§ **ÉNONCÉ 1**:
D'après l'extrait sur les relations internationales, qu'est-ce qui prévaut encore de nos jours entre les Etats ?
§ **ÉNONCÉ 2**:
Dites si chacune des affirmations suivantes concorde avec l'extrait sur les relations internationales. Justifiez chaque réponse par une citation exacte. (a) Les firmes bénéficient du soutien de leurs Etats par l'intermédiaire des groupes de pression et des lobbies. (b) Le repli des Etats a brisé la dynamique de la concurrence internationale. (c) Une firme étrangère renoncera à corrompre des magistrats pour soutenir son expansion.
§ **ÉNONCÉ 3**:
Selon l'extrait sur les relations internationales, quelles sont toutes les entités entre lesquelles existe le rapport conflictuel historique qui définit encore les relations internationales au XXIème siècle ?

§ **EXTRAIT DU DOCUMENT**:

# # # # #

Moralement, juridiquement et même pragmatiquement condamnable du point de vue d’une raison avisée, la règle des rapports de domination entre les Etats et la volonté d’expansion des firmes marchandes les une au détriment des autres, n’en demeurent pas moins un fait qu’impose l’état de nature qui règne encore dans les relations internationales. Mais, attendant que la sagesse des nations devienne le principe cardinal de la politique étrangère des Etats afin que le monde évolue vers une communauté cosmopolitique solidaire unifiée par un intérêt commun sous le droit, l’état de nature prévaut encore de nos jours entre les Etats. Les Etats firmes et les multinationales poursuivent obstinément chacun, avec l’assurance d’un somnambule, leurs intérêts particuliers au détriment des uns et des autres. Tel est rapport conflictuel historique, entre les Etats, les firmes et les multinationales, rapport qui définit encore les relations internationales au XXIème siècle. Car ces entités sont des individualités conscientes d’elles-mêmes qui vivent de la réalisation de leurs intérêts particuliers conformément à la logique de la culture d’entreprise et de la souveraineté étatique. Le repli des Etats et l’entrée en scène des sociétés civiles dans le triomphe du libéralisme est encore loin de briser cette dynamique de la concurrence internationale sous l’égide de la recherche de l’influence politique et du profit marchand maximum.
Pour soutenir son expansion, telle firme étrangère en tant qu’élément d’une société civile régie par le principe de la particularité et poursuivant son intérêt particulier, celui de l’expansion commerciale et de la maximisation de son profit financier, ne reculera pas devant l’utilisation de l’arme de la corruption active d’hommes d’Etat et de magistrats africains et orientaux. Elle ne reculera pas devant l’utilisation de la rébellion armée avec la complicité d’un général de l’armée locale pour mettre un Etat africain ou oriental à sa botte. Telle Puissance ou Superpuissance n’hésitera pas à circonvenir des politiciens d’un Etat étranger pour obtenir la complicité d’un Etat-client qui sert son expansion et ses intérêts géostratégiques. Dans le contexte de la continuité de ces rapports interétatiques de domination, de sphères d’influence et de concurrence internationale, les firmes, opérateurs économiques d’envergure politiquement influents, ont toujours le soutien constant de leurs Etats respectifs par le relais des groupes de pression et des lobbies.

# # # # #

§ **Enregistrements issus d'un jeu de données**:
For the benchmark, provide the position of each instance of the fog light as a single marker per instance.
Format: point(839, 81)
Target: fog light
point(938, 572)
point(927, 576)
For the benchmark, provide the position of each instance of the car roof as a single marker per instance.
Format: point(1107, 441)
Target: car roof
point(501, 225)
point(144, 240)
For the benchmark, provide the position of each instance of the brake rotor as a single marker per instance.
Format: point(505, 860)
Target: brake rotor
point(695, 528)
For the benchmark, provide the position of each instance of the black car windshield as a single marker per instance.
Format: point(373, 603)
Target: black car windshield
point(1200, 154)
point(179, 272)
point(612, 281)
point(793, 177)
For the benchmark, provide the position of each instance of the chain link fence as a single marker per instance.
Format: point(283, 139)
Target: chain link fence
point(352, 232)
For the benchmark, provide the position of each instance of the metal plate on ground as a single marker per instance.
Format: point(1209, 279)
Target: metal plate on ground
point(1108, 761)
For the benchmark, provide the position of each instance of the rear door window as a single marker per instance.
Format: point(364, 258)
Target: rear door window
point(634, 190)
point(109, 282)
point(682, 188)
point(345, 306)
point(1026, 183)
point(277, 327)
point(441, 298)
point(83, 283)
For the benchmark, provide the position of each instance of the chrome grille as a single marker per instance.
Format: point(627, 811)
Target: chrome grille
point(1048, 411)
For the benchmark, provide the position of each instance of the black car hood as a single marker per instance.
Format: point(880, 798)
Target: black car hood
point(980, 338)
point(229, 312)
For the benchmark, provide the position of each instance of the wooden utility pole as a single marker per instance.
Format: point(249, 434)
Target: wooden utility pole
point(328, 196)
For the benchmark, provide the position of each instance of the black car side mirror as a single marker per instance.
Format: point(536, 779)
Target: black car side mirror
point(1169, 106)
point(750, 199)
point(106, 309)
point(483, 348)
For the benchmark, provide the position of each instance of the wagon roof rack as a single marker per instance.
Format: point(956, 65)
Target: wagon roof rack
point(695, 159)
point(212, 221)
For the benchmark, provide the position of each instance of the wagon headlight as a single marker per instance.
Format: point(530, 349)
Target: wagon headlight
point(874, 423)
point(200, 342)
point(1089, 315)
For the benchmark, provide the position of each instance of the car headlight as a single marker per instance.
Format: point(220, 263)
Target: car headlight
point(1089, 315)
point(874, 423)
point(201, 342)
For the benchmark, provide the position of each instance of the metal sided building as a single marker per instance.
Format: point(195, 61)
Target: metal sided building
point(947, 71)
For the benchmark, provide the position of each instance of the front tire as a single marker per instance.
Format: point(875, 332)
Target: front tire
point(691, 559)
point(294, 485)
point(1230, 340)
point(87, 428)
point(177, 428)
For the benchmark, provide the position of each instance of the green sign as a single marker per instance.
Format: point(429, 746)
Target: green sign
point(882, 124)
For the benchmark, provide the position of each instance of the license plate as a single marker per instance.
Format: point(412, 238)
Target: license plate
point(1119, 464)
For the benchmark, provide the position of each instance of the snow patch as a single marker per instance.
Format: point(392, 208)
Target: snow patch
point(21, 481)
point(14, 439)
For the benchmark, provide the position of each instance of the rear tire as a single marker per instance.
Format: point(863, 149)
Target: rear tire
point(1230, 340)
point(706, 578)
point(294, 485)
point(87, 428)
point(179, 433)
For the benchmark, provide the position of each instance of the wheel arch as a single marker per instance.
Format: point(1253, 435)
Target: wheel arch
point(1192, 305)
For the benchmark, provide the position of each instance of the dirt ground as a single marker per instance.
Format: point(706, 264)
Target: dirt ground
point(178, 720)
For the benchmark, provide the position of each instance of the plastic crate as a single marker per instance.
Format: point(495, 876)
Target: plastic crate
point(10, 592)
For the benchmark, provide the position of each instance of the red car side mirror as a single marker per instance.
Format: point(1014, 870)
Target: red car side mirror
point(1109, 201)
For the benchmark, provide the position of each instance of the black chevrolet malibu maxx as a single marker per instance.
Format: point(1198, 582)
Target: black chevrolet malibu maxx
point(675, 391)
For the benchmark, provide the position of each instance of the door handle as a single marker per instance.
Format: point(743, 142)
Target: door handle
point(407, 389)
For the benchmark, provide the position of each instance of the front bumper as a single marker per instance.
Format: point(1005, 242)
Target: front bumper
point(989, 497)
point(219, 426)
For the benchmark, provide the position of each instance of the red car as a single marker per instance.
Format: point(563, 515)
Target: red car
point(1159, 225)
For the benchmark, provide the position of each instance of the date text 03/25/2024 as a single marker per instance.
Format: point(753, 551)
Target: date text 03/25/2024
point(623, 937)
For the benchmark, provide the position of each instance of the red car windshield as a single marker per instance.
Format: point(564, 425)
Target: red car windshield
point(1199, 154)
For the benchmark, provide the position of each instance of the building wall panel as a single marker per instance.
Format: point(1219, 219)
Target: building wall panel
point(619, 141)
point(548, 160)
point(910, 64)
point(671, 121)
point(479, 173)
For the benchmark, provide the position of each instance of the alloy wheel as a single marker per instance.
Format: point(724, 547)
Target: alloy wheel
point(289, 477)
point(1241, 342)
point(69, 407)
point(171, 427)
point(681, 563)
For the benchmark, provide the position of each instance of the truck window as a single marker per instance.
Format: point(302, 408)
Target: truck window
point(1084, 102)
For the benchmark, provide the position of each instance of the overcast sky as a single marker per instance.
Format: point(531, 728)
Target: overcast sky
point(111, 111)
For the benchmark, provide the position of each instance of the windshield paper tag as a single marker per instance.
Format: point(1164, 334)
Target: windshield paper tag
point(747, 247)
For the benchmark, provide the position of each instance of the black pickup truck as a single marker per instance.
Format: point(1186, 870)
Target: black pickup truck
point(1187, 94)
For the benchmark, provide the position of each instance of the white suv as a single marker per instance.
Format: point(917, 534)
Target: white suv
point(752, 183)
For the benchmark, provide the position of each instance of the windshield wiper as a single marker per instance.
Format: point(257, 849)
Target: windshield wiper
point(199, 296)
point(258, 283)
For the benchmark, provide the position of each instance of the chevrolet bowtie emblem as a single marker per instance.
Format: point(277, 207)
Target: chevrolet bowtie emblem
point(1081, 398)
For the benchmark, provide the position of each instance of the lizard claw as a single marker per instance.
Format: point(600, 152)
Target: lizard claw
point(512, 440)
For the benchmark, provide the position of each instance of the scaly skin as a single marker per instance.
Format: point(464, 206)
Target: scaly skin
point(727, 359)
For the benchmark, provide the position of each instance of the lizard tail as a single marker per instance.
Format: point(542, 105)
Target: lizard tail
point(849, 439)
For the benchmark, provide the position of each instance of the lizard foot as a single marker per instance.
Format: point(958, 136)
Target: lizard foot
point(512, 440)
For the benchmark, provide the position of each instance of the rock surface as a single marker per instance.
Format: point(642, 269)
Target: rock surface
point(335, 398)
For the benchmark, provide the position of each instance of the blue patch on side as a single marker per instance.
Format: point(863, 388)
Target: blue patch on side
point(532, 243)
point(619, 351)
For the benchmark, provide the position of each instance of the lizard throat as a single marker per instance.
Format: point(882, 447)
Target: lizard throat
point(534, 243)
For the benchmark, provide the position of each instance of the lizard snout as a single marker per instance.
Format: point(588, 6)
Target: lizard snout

# # # # #

§ **RÉPONSE 1**:
L'état de nature.

§ **RÉPONSE 2**:
(a) Oui : « ont toujours le soutien constant de leurs Etats respectifs par le relais des groupes de pression et des lobbies ».
(b) Non : « est encore loin de briser cette dynamique de la concurrence internationale ».
(c) Non : « ne reculera pas devant l’utilisation de l’arme de la corruption active d’hommes d’Etat et de magistrats africains et orientaux ».

§ **RÉPONSE 3**:
Les Etats, les firmes et les multinationales.